Exercise description =
The entries below are to be retyped exactly. Preserve every word.

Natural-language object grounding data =
┌──
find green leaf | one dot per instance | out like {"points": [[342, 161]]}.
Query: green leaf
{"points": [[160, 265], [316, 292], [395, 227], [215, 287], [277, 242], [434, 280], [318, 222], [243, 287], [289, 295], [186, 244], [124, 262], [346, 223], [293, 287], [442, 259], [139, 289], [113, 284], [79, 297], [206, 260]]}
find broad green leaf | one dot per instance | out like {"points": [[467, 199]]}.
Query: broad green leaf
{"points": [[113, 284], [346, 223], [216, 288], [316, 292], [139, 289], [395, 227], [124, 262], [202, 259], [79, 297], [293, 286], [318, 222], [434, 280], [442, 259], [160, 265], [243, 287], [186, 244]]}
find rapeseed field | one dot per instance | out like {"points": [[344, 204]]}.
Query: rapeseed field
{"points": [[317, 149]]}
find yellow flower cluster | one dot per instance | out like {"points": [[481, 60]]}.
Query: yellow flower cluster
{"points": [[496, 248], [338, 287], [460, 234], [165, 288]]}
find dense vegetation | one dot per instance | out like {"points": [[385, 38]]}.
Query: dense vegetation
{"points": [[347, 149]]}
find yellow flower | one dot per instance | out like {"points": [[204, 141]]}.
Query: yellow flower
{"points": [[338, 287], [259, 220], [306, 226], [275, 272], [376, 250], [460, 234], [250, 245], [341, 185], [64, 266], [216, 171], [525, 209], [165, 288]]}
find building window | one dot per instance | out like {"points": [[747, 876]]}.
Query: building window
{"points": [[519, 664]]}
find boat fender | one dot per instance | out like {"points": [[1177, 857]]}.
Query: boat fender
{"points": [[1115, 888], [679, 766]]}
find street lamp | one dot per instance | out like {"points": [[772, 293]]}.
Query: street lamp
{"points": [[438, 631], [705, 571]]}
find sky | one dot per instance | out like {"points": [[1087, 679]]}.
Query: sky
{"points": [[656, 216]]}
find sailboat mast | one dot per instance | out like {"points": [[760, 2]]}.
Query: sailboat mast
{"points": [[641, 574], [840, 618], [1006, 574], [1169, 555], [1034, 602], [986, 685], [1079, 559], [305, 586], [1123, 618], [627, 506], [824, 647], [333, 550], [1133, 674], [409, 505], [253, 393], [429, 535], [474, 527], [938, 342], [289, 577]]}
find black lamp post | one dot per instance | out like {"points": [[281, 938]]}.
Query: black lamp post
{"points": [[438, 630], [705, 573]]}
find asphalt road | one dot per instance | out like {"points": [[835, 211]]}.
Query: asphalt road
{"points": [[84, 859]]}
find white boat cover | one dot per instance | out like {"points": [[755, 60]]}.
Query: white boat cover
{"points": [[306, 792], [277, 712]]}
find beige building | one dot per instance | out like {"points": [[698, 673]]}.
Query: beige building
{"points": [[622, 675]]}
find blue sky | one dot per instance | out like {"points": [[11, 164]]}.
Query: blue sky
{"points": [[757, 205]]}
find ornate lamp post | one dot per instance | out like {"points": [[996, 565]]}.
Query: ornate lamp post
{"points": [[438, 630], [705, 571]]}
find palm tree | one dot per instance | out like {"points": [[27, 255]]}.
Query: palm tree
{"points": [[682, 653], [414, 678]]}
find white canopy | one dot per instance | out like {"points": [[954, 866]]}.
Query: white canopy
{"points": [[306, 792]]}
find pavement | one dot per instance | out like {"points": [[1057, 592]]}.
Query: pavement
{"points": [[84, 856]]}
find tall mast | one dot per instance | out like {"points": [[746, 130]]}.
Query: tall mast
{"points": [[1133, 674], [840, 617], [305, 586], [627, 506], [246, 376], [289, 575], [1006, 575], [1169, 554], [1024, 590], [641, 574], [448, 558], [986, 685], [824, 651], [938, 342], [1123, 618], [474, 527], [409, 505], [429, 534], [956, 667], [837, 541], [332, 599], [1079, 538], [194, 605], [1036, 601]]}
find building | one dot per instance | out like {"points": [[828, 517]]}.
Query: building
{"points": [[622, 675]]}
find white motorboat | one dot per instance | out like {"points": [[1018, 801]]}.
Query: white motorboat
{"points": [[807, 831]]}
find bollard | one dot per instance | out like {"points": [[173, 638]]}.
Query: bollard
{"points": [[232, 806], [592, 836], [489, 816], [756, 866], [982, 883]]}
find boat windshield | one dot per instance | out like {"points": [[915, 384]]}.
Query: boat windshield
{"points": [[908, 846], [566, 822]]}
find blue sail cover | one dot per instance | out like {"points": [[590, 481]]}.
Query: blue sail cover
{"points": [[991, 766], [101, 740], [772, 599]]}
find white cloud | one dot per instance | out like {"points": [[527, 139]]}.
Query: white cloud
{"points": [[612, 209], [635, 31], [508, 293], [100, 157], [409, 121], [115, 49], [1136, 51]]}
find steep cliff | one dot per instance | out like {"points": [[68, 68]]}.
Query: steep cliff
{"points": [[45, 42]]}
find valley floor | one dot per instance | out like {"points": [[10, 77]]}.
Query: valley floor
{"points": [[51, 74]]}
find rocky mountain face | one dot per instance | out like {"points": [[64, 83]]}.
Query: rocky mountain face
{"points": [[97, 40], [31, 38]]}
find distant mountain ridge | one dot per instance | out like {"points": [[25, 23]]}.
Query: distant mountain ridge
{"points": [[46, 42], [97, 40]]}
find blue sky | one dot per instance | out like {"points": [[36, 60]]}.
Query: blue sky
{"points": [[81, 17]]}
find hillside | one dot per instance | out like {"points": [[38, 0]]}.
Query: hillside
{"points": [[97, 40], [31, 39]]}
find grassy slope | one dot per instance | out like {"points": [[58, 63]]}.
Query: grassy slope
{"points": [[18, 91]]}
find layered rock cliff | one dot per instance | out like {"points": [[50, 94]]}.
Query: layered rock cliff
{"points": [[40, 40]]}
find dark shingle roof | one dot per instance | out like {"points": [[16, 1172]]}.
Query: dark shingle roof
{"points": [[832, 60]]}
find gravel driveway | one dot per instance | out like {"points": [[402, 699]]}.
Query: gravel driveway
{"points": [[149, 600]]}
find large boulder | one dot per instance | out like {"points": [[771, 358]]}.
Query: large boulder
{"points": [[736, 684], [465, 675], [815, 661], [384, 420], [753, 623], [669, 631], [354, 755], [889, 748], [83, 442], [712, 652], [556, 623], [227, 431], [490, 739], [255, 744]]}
└──
Exercise solution =
find green leaf | one dot per instance | out like {"points": [[342, 161]]}.
Query: green leaf
{"points": [[160, 265], [316, 292], [395, 227], [215, 287], [277, 242], [434, 280], [318, 222], [243, 287], [289, 295], [186, 244], [124, 262], [346, 223], [293, 287], [442, 259], [139, 289], [113, 284], [79, 297], [206, 260]]}
find broad green leaf | one dot per instance | out like {"points": [[467, 199]]}.
Query: broad green leaf
{"points": [[113, 284], [346, 223], [216, 288], [316, 292], [139, 289], [395, 227], [124, 262], [202, 259], [79, 297], [293, 286], [318, 222], [434, 280], [442, 259], [160, 265], [243, 287], [186, 244]]}
find rapeseed field | one dot per instance | out like {"points": [[344, 204]]}.
Query: rapeseed field
{"points": [[317, 149]]}
find yellow flower cluster | one dot per instance | out like {"points": [[481, 60]]}.
Query: yellow flower cluster
{"points": [[496, 248], [338, 287], [460, 234], [165, 288]]}
find dense vegetation | one dot per instance | out like {"points": [[385, 38]]}.
Query: dense vegetation
{"points": [[347, 149]]}
find yellow flower | one dot per instance | out like {"points": [[204, 141]]}.
Query: yellow flower
{"points": [[338, 287], [259, 220], [306, 226], [275, 272], [376, 250], [460, 234], [250, 245], [341, 185], [64, 266], [216, 171], [525, 209], [165, 288]]}
find building window | one dot per instance | out like {"points": [[747, 876]]}.
Query: building window
{"points": [[519, 664]]}
find boat fender | one dot per instance | out like {"points": [[1177, 857]]}.
Query: boat fender
{"points": [[1115, 888], [679, 766]]}
find street lamp | one dot per instance | out like {"points": [[772, 293]]}.
Query: street lamp
{"points": [[438, 631], [705, 571]]}
find sky | one dot per instance | out like {"points": [[1087, 679]]}.
Query: sky
{"points": [[656, 216]]}
find sailboat mast | one dot per instance | out like {"points": [[760, 2]]}.
Query: sailboat mast
{"points": [[641, 574], [840, 618], [1006, 574], [1169, 555], [1034, 602], [986, 685], [1079, 559], [305, 586], [1123, 618], [627, 506], [824, 647], [333, 550], [1133, 674], [409, 505], [253, 393], [429, 535], [474, 527], [938, 342], [289, 577]]}
find black lamp post | one dot per instance | out like {"points": [[281, 938]]}.
Query: black lamp post
{"points": [[438, 630], [705, 573]]}
find asphalt road | one dot per instance | out like {"points": [[835, 211]]}.
Query: asphalt road
{"points": [[84, 859]]}
find white boat cover | one dot per instance | out like {"points": [[755, 60]]}.
Query: white boat cover
{"points": [[306, 792], [277, 712]]}
find beige building | one dot per instance | out like {"points": [[698, 673]]}.
Query: beige building
{"points": [[622, 675]]}
find blue sky | one dot per instance | out like {"points": [[11, 164]]}.
Query: blue sky
{"points": [[757, 205]]}
find ornate lamp post | one dot per instance | out like {"points": [[996, 565]]}.
Query: ornate lamp post
{"points": [[438, 630], [705, 571]]}
find palm tree | one dot per instance | out like {"points": [[27, 255]]}.
Query: palm tree
{"points": [[682, 653], [414, 678]]}
find white canopy | one dot per instance | out like {"points": [[954, 866]]}.
Query: white canopy
{"points": [[306, 792]]}
find pavement | one dot per instance | out like {"points": [[1057, 592]]}.
Query: pavement
{"points": [[84, 856]]}
find tall mast | one dot per instance | out like {"points": [[746, 130]]}.
Query: tall mast
{"points": [[1133, 674], [840, 617], [305, 586], [627, 506], [246, 376], [289, 575], [1006, 575], [1169, 554], [1024, 590], [641, 574], [448, 558], [986, 685], [824, 651], [938, 342], [1123, 618], [474, 527], [409, 505], [429, 534], [956, 667], [837, 541], [332, 599], [1079, 538], [194, 605], [1036, 601]]}
find building | one dot per instance | out like {"points": [[828, 517]]}.
Query: building
{"points": [[622, 675]]}
find white motorboat | one dot per instance | out like {"points": [[1018, 801]]}.
Query: white motorboat
{"points": [[807, 831]]}
find bollard | one dot per instance | out like {"points": [[173, 638]]}.
Query: bollard
{"points": [[232, 806], [592, 836], [489, 816], [756, 866], [982, 883]]}
find boat windshield | one dot per instance | out like {"points": [[915, 384]]}.
Query: boat windshield
{"points": [[908, 846], [566, 822]]}
find blue sail cover | one dot per instance | out like {"points": [[590, 481]]}.
Query: blue sail cover
{"points": [[991, 766], [101, 740], [772, 599]]}
find white cloud | one dot per instance | out like {"points": [[527, 139]]}.
Query: white cloud
{"points": [[612, 209], [635, 31], [508, 293], [100, 157], [409, 121], [115, 49], [1136, 51]]}
find steep cliff | one dot per instance | out like {"points": [[68, 68]]}.
Query: steep cliff
{"points": [[45, 42]]}
find valley floor | one dot per instance | out like {"points": [[10, 77]]}.
Query: valley floor
{"points": [[51, 74]]}
find rocky mountain face | one dot per instance | out like {"points": [[64, 83]]}.
Query: rocky mountain face
{"points": [[97, 40], [31, 38]]}
find distant mountain ridge | one dot per instance | out like {"points": [[25, 23]]}.
Query: distant mountain ridge
{"points": [[46, 42], [97, 40]]}
find blue sky | one dot per instance | out like {"points": [[36, 60]]}.
Query: blue sky
{"points": [[81, 17]]}
find hillside | one dot per instance | out like {"points": [[38, 0]]}.
Query: hillside
{"points": [[97, 40], [31, 39]]}
find grassy slope | one dot per instance | out like {"points": [[58, 63]]}.
Query: grassy slope
{"points": [[18, 91]]}
find layered rock cliff | one dot per instance | out like {"points": [[50, 94]]}.
Query: layered rock cliff
{"points": [[40, 40]]}
find dark shingle roof | one dot per instance | out like {"points": [[16, 1172]]}.
Query: dark shingle roof
{"points": [[832, 60]]}
find gravel driveway | one dot per instance | out like {"points": [[402, 699]]}.
Query: gravel driveway
{"points": [[149, 600]]}
find large boulder | one dot per instance | out like {"points": [[771, 358]]}.
Query: large boulder
{"points": [[736, 684], [465, 675], [815, 661], [384, 420], [753, 623], [669, 631], [354, 755], [889, 748], [83, 442], [712, 652], [556, 623], [227, 431], [490, 739], [255, 744]]}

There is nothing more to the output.